● ENTRIES SUPPLIED
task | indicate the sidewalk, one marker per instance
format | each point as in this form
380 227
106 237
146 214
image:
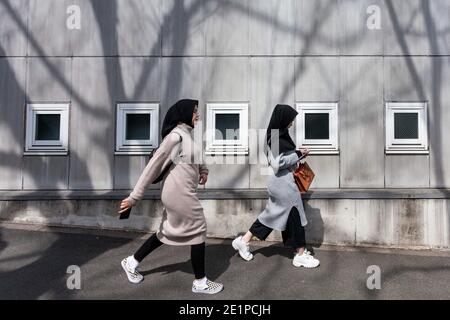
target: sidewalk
33 265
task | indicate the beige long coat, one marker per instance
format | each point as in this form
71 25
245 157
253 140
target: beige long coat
183 221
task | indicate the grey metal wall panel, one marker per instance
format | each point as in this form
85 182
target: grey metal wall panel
13 27
49 79
317 79
127 170
138 79
326 169
416 27
227 27
181 78
407 171
355 37
272 27
317 27
91 144
47 31
12 108
227 79
361 123
227 172
438 120
272 82
97 36
45 172
407 78
183 27
139 27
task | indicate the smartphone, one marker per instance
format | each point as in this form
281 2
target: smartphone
125 214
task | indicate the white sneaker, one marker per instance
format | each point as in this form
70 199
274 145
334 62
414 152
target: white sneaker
209 288
133 275
305 260
243 248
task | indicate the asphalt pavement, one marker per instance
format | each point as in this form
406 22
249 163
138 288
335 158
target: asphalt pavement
43 263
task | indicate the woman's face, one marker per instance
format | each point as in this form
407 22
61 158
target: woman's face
195 116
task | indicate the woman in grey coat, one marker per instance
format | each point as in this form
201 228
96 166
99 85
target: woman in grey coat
284 210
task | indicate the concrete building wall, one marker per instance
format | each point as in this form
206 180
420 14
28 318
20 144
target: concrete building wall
260 52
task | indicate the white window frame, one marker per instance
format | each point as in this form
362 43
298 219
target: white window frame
405 146
225 147
47 147
136 147
318 146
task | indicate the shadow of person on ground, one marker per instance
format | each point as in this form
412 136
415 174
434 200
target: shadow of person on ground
217 263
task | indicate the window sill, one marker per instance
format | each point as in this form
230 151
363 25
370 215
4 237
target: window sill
323 152
46 153
411 152
226 152
133 153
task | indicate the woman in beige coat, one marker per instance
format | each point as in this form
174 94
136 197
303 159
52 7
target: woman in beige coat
183 220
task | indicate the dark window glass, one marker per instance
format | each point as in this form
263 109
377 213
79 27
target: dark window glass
47 126
406 125
317 126
137 126
227 126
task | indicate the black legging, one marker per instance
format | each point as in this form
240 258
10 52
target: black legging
197 254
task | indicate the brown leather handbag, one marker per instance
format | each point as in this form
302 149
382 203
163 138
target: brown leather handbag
303 177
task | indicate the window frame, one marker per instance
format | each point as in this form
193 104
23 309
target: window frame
226 147
47 147
318 146
406 146
134 146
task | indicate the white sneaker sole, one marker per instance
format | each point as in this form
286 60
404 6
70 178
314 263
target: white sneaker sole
130 278
298 265
250 257
194 290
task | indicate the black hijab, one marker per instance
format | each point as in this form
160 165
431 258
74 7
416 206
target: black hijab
181 111
282 115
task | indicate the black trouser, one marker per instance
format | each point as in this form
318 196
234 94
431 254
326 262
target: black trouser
197 254
293 235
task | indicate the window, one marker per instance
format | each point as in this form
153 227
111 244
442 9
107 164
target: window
406 127
47 129
317 127
227 128
137 128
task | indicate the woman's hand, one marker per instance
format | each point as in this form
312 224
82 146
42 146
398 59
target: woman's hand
203 178
304 152
124 206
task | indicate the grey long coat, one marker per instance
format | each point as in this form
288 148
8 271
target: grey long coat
283 192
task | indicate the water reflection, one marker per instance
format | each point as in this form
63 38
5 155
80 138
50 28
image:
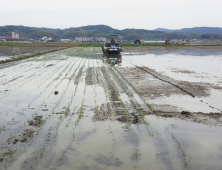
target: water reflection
113 59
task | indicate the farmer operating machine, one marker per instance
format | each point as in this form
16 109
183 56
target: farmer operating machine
112 46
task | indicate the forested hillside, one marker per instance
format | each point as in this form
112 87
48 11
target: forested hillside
103 30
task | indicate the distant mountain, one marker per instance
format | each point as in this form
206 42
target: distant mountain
103 30
197 30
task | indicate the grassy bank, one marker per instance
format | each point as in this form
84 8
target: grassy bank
29 56
87 44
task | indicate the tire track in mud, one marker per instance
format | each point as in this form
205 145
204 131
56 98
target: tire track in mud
48 58
175 85
81 108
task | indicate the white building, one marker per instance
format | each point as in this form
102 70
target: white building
100 39
13 34
89 39
17 35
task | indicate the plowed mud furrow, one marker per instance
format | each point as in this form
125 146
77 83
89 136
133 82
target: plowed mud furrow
115 104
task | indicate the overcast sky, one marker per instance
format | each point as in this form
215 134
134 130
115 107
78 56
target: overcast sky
119 14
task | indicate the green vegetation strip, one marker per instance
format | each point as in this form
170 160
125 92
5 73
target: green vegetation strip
29 56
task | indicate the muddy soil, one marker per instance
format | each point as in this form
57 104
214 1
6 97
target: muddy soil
72 109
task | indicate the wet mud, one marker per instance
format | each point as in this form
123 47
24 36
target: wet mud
89 113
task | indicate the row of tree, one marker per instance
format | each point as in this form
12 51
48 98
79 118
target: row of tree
100 31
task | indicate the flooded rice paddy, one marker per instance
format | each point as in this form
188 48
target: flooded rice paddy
8 52
74 109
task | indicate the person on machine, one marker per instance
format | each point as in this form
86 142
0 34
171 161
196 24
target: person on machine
112 42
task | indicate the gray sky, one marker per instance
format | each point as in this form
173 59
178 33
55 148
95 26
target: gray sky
146 14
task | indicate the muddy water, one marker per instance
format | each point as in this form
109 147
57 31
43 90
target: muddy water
7 52
195 66
92 118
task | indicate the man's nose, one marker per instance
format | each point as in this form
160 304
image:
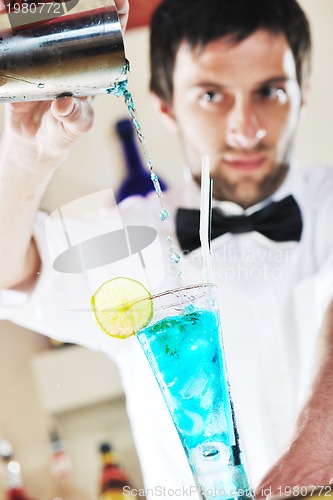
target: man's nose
243 127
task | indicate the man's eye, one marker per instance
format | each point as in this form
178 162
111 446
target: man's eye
272 93
212 96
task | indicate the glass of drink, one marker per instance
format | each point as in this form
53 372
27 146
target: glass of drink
183 345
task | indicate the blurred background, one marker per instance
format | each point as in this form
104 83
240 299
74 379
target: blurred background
43 386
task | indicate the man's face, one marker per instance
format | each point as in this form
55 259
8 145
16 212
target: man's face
239 104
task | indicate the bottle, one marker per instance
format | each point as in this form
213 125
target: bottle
138 180
11 470
62 469
114 483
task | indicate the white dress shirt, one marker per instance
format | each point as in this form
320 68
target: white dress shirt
272 298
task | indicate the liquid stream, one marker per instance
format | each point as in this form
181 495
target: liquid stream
120 90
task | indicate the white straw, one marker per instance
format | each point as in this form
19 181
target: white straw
205 218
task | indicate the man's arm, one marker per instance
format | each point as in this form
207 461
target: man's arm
309 459
36 140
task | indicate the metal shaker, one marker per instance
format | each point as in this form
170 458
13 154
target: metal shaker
60 48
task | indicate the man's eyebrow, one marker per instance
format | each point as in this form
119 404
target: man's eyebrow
274 80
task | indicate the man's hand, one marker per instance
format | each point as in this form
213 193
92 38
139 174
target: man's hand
43 132
309 459
306 463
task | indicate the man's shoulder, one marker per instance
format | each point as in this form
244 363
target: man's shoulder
318 182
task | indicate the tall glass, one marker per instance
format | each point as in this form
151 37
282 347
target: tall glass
183 345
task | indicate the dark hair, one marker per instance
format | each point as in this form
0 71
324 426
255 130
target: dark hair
199 22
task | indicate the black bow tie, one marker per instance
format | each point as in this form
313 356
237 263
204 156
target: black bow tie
279 221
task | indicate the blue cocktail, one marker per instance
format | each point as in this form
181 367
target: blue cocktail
183 345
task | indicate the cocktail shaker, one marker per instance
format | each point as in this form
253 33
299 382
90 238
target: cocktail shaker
59 48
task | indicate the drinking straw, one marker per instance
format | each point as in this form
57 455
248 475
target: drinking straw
205 218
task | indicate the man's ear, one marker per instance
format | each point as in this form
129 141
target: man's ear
165 113
306 88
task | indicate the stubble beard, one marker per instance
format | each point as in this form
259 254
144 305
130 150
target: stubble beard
248 192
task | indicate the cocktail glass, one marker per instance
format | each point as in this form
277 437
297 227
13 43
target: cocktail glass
184 347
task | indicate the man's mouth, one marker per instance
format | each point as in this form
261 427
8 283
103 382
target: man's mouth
245 162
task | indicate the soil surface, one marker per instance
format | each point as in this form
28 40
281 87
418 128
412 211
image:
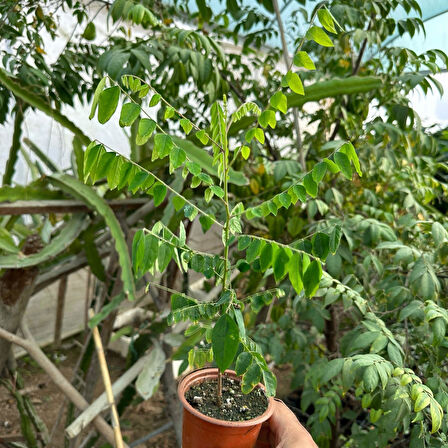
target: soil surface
236 406
139 419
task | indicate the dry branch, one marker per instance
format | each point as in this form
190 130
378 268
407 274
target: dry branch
107 385
100 404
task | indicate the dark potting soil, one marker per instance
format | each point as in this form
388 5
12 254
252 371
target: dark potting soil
236 406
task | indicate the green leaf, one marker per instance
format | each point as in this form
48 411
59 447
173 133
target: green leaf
439 233
302 59
310 185
370 378
225 341
335 238
266 257
7 242
243 362
311 278
278 101
186 124
253 250
332 166
426 286
24 93
89 31
159 193
169 113
349 151
300 192
68 234
295 272
319 36
319 171
107 103
149 378
295 83
155 99
129 113
394 354
96 96
343 163
146 127
270 381
205 161
89 196
436 415
326 20
423 400
251 378
177 158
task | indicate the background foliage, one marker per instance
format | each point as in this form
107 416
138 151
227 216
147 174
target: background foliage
365 353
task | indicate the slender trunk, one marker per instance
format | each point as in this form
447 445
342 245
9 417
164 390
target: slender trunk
332 341
16 288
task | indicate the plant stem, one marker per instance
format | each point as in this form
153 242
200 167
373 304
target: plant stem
226 276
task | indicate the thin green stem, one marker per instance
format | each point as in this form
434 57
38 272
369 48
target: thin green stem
195 126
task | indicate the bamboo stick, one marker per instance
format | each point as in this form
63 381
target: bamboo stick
107 384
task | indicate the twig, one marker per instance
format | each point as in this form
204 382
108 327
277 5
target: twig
288 64
107 384
60 381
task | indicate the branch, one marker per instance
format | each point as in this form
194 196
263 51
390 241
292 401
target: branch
60 381
100 404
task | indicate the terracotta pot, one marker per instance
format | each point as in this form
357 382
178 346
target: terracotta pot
201 431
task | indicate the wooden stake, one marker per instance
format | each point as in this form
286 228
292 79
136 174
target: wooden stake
107 384
60 311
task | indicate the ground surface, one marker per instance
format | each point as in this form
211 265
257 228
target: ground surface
138 420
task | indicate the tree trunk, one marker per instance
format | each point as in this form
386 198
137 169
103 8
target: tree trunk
16 288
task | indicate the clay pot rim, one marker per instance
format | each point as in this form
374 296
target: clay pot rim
193 377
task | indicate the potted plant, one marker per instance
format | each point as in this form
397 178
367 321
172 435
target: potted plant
222 407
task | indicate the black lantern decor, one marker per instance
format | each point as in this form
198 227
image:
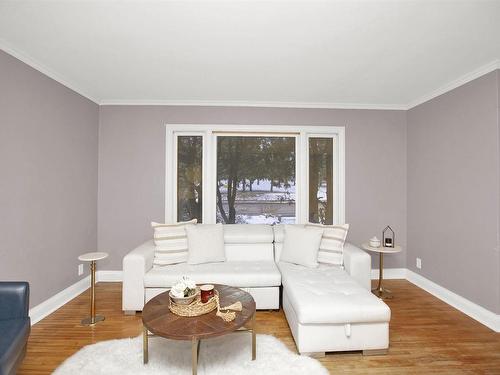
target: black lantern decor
388 237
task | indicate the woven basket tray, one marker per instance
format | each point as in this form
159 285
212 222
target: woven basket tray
196 308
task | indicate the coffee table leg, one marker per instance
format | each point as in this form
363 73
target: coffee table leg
254 341
195 353
145 345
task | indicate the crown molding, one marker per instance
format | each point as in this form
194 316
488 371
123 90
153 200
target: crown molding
244 103
485 69
4 46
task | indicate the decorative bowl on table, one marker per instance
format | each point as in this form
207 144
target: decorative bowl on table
184 300
184 292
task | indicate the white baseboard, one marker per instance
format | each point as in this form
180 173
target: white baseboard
482 315
469 308
50 305
390 273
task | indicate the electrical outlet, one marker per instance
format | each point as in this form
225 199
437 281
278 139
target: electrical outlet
419 263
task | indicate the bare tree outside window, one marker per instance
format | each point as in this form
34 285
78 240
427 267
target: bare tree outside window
321 180
189 177
255 179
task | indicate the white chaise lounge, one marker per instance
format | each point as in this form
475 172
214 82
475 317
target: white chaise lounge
328 308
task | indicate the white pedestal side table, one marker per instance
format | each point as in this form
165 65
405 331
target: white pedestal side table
92 258
380 291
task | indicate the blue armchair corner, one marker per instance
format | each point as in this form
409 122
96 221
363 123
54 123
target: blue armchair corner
15 324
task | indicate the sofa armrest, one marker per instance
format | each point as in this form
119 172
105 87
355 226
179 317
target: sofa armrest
358 264
135 265
14 299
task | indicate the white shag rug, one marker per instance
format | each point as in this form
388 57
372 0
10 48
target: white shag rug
230 354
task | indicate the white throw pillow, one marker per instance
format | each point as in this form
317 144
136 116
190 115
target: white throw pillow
301 245
206 244
170 242
331 249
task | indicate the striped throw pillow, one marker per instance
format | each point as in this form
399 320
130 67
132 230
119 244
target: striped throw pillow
331 248
170 243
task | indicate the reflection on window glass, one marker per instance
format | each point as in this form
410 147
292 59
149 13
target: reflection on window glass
189 178
255 180
321 180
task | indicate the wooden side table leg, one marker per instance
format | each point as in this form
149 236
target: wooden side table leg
380 291
254 339
145 347
195 352
92 292
93 319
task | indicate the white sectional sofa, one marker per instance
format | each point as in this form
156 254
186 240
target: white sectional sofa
249 265
328 308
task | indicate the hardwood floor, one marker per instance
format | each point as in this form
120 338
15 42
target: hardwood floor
427 336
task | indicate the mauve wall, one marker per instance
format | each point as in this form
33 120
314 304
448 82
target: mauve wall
453 190
132 168
48 179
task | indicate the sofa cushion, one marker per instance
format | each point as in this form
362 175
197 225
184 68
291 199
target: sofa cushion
248 234
205 243
331 248
327 294
170 243
243 274
301 245
13 337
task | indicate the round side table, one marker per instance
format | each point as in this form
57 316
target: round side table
380 291
92 258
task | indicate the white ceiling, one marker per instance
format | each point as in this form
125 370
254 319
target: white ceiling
370 54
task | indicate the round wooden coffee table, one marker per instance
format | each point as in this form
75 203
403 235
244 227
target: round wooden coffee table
160 321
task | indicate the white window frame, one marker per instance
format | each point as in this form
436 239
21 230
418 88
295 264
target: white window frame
209 160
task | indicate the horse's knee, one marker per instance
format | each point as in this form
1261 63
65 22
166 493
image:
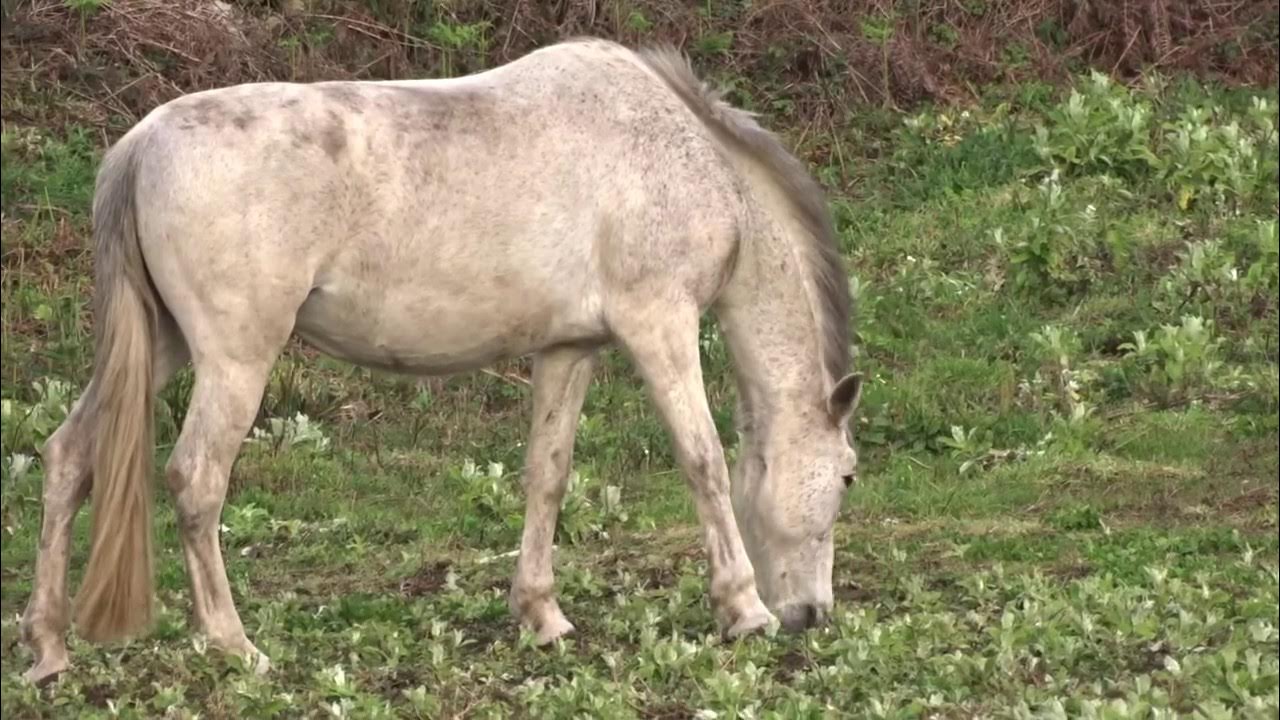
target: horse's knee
65 456
197 504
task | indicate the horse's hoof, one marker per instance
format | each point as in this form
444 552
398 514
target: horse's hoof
553 629
750 623
46 670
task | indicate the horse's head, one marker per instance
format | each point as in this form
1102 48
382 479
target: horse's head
787 492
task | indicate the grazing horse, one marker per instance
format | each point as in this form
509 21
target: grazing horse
580 196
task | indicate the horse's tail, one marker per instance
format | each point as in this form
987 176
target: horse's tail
114 600
737 131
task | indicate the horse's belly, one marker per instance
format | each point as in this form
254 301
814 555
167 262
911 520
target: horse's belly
432 335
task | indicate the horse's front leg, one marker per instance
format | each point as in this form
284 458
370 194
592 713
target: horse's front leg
663 342
561 378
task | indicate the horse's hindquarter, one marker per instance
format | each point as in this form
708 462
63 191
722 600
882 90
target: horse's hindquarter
421 227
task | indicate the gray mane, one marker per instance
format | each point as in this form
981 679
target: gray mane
821 253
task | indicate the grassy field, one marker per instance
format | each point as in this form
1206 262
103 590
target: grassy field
1068 315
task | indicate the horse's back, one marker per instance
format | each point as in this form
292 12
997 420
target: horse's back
435 226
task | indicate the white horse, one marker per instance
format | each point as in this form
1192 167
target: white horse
579 196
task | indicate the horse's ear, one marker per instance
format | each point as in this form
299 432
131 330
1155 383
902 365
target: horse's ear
844 397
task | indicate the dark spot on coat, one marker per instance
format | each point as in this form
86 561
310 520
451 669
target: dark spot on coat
243 119
343 95
333 136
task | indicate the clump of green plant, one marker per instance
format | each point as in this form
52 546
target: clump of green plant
1056 253
1057 382
494 507
28 425
1102 127
1180 363
292 433
583 518
1208 154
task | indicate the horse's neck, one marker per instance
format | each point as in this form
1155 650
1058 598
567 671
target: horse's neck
767 317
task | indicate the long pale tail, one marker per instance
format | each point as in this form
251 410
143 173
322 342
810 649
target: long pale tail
115 597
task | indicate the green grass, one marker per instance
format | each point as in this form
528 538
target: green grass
1069 449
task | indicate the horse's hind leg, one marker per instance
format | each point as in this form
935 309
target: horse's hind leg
68 456
223 405
663 343
561 378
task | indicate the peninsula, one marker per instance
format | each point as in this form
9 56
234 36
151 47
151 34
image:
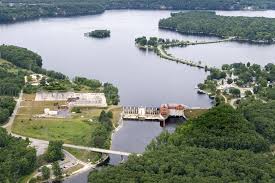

● WRITTEN TASK
From the items above, pull out every line that contains the string "outlet", matching case exactly.

● REPLY
task | indicate the electrical outlet, one marker per instance
target: electrical outlet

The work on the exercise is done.